## [Brief]
Extend the article on 23andMe's sale of customer genetic data, picking up right after its final sentence.

23andMe is Selling You to the Highest Bidder
Your genetic data may be held against you.
According to U.S. law, it's not your genetic data at all.
In March, U.S. Bankruptcy Court approved 23andMe's proposal to sell its customer's medical data. Investors loved it. This sensitive genetic information is the company's most valuable asset. Its stock jumped 158% when they got a green light to sell it to the highest bidder. How much is it worth? In 2021 the company was valued at over $3 billion based largely on its genetic data repository.
It's understandable if you think your genetic code belongs to you. But it doesn't. Not once you've handed over a biological sample. Doesn't matter if it's to see if your missing mother is still alive, or trace your roots to Abraham Lincoln, or even as part of a cancer treatment. Whoever gets the sample owns it.
The Federal Trade Commission did step in to say any purchaser of 23andMe's assets must "adhere to the company's existing privacy policies". Those policies demand any owner of the data keep it anonymous. They can't tie names to the samples. But of course, this is silly. We're talking about genetic code. It's literally a blueprint of you. DNA isn't anonymous. It's you.
The ruling to let them sell wasn't a surprise. The law on this was set. Corporate America was already earning billions with patient data, whether the patients knew it or not.

## [Data for review]

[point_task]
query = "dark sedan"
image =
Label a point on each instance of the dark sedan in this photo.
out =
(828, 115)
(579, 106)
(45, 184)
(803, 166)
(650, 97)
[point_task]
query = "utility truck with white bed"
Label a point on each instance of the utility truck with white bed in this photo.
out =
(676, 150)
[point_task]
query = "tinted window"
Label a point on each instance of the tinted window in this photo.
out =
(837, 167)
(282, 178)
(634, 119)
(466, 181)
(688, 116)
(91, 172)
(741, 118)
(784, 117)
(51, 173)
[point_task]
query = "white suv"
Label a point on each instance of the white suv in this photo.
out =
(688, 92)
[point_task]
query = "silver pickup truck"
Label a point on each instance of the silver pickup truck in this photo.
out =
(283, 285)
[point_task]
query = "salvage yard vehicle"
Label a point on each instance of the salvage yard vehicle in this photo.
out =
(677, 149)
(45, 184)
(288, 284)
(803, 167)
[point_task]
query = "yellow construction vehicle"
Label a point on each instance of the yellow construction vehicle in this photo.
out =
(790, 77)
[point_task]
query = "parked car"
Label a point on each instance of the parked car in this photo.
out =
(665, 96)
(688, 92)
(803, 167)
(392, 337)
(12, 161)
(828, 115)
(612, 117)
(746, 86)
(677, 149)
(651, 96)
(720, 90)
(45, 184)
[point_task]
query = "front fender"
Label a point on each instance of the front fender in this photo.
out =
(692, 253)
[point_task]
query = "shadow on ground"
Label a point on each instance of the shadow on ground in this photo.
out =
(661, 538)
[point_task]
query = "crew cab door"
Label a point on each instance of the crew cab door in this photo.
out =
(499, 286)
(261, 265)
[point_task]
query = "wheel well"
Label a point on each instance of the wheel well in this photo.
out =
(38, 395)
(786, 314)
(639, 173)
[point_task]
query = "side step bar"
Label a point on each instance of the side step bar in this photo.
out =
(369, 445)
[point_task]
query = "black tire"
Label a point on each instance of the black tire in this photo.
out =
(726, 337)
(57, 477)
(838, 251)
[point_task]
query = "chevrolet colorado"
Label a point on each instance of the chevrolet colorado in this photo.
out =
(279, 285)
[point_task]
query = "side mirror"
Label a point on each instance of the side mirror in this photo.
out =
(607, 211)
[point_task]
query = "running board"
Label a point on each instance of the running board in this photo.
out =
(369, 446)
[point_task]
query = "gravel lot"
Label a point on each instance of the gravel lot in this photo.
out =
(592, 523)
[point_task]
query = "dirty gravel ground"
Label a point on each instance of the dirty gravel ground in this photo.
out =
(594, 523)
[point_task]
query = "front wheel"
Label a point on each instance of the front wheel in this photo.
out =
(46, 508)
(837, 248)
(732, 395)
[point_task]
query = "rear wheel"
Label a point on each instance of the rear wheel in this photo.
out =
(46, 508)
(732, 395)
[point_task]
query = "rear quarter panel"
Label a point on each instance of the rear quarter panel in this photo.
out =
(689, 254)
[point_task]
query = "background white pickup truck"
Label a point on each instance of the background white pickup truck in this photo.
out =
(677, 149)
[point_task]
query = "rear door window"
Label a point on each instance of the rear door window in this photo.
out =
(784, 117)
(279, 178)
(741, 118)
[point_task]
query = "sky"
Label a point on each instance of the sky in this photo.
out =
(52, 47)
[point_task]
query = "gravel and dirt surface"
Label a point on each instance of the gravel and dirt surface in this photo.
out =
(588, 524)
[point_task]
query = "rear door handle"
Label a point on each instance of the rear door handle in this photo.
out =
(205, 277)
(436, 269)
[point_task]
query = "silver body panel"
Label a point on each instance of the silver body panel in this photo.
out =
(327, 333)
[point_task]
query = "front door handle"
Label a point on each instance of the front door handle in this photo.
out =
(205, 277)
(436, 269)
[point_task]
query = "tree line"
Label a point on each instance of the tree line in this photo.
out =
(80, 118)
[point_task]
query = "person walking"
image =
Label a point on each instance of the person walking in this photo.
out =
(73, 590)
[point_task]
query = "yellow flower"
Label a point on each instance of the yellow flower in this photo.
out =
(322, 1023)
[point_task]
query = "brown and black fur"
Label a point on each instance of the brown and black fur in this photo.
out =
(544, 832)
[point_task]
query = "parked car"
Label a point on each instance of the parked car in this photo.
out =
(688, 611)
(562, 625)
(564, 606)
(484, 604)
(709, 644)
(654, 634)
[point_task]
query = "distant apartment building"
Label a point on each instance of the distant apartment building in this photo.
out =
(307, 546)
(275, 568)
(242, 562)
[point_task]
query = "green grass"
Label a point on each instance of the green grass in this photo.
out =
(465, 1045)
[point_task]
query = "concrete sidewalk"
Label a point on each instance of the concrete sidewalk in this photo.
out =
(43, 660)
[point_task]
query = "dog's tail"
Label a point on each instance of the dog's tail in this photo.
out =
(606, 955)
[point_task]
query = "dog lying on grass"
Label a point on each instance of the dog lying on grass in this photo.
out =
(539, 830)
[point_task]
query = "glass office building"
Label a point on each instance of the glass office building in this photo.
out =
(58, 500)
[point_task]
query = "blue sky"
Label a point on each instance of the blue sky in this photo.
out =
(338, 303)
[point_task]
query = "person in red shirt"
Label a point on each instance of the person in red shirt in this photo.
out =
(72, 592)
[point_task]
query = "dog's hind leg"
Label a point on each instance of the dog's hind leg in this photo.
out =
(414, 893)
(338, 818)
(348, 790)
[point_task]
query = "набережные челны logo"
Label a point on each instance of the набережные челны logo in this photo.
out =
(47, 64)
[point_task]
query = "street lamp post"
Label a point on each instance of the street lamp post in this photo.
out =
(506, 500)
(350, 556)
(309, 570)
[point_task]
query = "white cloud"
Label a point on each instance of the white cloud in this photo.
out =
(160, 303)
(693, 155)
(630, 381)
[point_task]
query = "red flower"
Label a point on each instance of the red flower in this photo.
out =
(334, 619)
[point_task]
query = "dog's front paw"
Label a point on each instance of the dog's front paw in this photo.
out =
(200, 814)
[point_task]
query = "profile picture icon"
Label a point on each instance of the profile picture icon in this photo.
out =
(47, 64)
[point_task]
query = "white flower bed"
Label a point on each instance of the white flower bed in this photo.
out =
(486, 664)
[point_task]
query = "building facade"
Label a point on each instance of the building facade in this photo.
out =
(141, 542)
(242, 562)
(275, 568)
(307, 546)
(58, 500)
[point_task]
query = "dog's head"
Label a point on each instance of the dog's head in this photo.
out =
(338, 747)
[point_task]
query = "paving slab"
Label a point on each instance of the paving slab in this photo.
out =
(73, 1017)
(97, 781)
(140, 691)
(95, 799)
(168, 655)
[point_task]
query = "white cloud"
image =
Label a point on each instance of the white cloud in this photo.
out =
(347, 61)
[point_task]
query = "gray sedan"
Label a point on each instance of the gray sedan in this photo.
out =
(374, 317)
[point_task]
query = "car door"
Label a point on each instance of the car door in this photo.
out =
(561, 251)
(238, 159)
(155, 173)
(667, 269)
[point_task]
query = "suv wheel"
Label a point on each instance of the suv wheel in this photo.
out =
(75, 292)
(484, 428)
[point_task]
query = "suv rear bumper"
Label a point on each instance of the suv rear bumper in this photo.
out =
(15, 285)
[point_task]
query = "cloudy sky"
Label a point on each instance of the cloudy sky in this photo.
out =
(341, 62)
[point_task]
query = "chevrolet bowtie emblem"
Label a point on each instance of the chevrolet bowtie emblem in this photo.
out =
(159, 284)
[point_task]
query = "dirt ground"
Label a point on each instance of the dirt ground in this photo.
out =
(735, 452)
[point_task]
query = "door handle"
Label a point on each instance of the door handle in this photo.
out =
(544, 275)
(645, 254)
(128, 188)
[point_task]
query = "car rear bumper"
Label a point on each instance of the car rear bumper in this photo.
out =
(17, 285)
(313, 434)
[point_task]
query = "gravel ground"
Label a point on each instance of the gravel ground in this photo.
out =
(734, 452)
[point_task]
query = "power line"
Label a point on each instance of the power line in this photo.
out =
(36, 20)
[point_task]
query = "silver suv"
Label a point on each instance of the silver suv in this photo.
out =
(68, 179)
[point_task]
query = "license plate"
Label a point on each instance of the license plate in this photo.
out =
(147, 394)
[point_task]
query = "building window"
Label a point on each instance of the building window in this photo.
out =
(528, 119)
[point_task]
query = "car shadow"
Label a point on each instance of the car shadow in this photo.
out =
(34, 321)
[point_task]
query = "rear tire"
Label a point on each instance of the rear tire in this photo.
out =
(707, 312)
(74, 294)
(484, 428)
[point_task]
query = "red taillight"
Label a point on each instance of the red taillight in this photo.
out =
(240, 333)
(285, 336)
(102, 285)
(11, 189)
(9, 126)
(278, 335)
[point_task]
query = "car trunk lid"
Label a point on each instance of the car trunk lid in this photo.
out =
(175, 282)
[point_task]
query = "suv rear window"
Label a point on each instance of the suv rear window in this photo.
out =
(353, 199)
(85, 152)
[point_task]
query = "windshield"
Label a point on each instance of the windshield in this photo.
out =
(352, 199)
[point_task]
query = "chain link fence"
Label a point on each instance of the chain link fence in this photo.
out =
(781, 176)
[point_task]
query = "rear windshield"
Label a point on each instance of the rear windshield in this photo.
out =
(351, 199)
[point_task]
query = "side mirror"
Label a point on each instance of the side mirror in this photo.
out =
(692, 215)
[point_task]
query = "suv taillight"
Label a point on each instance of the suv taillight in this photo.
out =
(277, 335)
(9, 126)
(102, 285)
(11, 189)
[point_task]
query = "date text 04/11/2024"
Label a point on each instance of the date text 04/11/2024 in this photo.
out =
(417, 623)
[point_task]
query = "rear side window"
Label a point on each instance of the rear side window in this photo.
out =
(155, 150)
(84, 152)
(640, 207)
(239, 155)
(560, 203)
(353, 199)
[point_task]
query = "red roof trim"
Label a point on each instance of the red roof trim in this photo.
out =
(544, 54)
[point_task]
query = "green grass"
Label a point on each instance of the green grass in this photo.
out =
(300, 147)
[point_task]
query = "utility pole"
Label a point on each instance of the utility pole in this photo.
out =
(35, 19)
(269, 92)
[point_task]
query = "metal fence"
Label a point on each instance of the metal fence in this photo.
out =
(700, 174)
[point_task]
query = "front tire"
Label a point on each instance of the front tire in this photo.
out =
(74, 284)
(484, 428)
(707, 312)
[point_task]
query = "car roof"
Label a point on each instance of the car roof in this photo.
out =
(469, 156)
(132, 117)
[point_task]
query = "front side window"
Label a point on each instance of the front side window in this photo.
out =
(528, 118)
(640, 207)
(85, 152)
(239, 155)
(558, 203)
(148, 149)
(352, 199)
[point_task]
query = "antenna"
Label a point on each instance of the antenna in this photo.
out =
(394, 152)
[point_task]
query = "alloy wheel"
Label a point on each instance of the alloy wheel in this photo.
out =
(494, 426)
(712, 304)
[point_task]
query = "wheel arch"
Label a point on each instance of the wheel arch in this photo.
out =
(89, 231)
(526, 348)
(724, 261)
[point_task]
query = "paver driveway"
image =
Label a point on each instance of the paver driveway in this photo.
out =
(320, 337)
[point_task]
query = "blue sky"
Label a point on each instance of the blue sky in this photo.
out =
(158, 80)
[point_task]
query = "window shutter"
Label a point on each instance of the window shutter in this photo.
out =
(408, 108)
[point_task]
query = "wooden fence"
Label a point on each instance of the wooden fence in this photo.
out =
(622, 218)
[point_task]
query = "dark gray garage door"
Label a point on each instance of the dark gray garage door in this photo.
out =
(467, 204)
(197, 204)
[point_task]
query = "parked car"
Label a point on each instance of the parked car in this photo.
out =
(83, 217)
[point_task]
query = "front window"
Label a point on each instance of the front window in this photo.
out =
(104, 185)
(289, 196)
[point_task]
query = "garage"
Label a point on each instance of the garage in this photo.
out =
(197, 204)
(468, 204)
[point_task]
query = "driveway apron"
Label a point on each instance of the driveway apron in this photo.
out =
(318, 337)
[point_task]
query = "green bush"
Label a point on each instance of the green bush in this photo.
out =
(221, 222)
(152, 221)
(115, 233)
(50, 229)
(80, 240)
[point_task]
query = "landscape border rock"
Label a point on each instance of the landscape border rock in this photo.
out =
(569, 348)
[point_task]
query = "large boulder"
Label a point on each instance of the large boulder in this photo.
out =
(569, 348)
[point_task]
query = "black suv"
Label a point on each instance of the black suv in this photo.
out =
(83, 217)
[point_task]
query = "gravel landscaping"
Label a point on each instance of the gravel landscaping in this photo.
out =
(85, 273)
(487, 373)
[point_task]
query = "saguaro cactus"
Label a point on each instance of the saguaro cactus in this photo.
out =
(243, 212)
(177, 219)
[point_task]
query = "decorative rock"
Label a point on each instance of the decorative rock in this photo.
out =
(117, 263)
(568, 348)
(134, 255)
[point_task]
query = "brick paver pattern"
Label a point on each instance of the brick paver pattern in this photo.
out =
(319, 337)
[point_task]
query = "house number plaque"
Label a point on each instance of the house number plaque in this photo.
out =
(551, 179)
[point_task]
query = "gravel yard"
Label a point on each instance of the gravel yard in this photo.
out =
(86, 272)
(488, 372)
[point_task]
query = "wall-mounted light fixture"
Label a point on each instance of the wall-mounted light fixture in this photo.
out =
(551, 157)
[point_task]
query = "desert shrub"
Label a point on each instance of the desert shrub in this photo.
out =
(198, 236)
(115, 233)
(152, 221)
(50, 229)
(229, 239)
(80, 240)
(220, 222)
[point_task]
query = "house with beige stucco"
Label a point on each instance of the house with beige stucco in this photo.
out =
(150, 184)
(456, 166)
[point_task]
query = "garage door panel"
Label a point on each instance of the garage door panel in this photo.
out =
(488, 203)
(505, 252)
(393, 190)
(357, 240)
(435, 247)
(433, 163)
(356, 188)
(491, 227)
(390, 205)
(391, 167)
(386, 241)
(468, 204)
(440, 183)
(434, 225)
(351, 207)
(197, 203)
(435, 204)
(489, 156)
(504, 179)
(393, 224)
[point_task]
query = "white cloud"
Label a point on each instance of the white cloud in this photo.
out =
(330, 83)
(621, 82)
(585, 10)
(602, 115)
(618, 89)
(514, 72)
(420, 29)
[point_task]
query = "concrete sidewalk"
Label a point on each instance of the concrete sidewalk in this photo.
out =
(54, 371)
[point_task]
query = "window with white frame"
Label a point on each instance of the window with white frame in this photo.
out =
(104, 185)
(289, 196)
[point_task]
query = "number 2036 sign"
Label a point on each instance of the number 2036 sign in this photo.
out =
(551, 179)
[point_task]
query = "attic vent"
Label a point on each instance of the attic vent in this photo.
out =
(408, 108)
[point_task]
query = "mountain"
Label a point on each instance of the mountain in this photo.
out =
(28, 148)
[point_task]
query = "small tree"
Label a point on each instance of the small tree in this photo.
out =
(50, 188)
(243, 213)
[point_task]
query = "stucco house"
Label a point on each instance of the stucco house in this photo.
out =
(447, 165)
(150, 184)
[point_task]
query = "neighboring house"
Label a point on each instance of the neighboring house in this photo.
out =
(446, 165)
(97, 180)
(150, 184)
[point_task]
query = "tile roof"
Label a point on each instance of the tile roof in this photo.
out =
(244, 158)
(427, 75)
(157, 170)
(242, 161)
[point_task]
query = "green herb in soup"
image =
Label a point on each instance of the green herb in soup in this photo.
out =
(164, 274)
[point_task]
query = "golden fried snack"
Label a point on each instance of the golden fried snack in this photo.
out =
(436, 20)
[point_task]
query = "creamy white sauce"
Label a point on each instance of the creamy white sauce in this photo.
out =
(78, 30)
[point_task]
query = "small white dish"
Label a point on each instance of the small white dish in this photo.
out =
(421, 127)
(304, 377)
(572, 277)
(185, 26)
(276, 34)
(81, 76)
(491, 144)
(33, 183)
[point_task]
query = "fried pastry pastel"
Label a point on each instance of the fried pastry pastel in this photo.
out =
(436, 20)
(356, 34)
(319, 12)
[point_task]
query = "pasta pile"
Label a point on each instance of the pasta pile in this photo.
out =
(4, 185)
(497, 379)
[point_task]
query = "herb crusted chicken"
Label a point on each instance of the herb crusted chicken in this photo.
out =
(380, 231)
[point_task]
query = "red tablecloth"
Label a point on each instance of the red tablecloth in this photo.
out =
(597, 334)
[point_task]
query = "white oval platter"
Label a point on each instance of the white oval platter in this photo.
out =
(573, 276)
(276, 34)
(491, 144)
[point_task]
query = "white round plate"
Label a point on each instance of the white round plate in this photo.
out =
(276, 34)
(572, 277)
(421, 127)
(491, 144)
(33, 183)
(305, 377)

## [Reply to the exercise]
In 1983, John Moore was asked to sign a consent form that struck him as odd. He was visiting his Doctor at UCLA Medical Center, something he'd been doing for nearly eight years. Moore had leukemia, and he was getting ongoing treatment. Of course he'd signed consent forms before. Every doctor makes sure their patients agree to the treatment and understand the risks. But this new form included language about relinquishing rights to any products derived from his tissue.
Products derived from his own tissue? This was like something out of a Black Mirror episode.
Moore refused to sign.
Then he did some digging.
Turns out, Moore's T-lymphocyte cells produced a rare immune protein in significant amounts. His Doctor, David Golde, immediately saw the value. Throughout Moore's treatment, Golde collected blood, bone marrow, and other fluids, under the guise of being medically necessary. The truth? Golde was building a patented cell line called "Mo". Without Moore's knowledge, his cell line became a kind of bio-factory, producing materials for drugs that treated cancer, immune disorders, and more.
It was a biological cash cow. The Mo cell line generated over three billion dollars in value.
You'd think Moore should at least get a piece of this bounty. But despite never being told they were using his cells for profit, the California Supreme Court ruled he had no property rights over his own cells once they were removed from his body.
And the value of these cells doesn't end. Cell lines keep reproducing. They are, essentially, immortal.
To this day, corporations developing vaccines and cancer drugs use a cell line called "HeLa cells". The name comes from the woman who unknowingly gave her samples to science back in 1951: Henrietta Lacks. She saw her doctor for cancer treatment. She had a biopsy done. Without her knowledge, those cells became the first "immortal" human cell line.
Henrietta died never seeing any part of the billions made from her cells over the decades. And she's just one person. As part of a 2023 class action lawsuit, 23andMe revealed it housed genetic data from over fourteen million "Henrietta's". The scale is unprecedented.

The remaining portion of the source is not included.